_AIM_: Repeat all of the material below word for word, without changing anything.

_ITEMS_:
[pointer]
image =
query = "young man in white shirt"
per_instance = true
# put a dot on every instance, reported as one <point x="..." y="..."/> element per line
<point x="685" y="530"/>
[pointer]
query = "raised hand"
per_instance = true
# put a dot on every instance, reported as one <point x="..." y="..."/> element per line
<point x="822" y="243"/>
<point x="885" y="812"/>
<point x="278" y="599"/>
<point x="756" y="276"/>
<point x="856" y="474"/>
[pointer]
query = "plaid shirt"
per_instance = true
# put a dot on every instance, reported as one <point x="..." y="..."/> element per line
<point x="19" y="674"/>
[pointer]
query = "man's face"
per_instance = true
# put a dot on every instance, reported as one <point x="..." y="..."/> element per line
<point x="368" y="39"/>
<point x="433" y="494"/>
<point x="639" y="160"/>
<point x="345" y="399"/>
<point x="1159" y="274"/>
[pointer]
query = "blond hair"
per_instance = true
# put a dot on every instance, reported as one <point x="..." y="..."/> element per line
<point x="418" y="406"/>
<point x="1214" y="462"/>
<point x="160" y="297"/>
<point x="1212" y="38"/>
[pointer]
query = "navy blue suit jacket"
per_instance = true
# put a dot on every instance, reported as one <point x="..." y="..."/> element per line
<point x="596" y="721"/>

_TASK OUTPUT_:
[pointer]
image =
query = "young man in white shirt"
per_instance = true
# put a dot on every instance, reported as one <point x="..." y="..."/> element per line
<point x="685" y="530"/>
[pointer]
query = "raised hand"
per_instance = true
# put a dot on every instance, reported as one <point x="..." y="..."/> element per line
<point x="822" y="243"/>
<point x="885" y="812"/>
<point x="278" y="599"/>
<point x="756" y="276"/>
<point x="856" y="474"/>
[pointer]
query = "plaid shirt"
per_instance = true
# put a dot on every instance, reported as one <point x="..." y="..."/> element per line
<point x="19" y="674"/>
[pointer]
query = "man's face"
per_instance = true
# put a dot on every instance, reported as one <point x="..." y="..."/> element per line
<point x="368" y="39"/>
<point x="433" y="494"/>
<point x="639" y="160"/>
<point x="345" y="399"/>
<point x="1159" y="274"/>
[pointer]
query = "blond hair"
per_instance = true
# put a dot on every instance, reported as one <point x="..." y="..."/> element per line
<point x="418" y="406"/>
<point x="1214" y="462"/>
<point x="160" y="297"/>
<point x="1212" y="38"/>
[pointer]
query = "navy blue suit jacket"
per_instance = true
# put a dot on every instance, reported as one <point x="..." y="..."/> element per line
<point x="596" y="721"/>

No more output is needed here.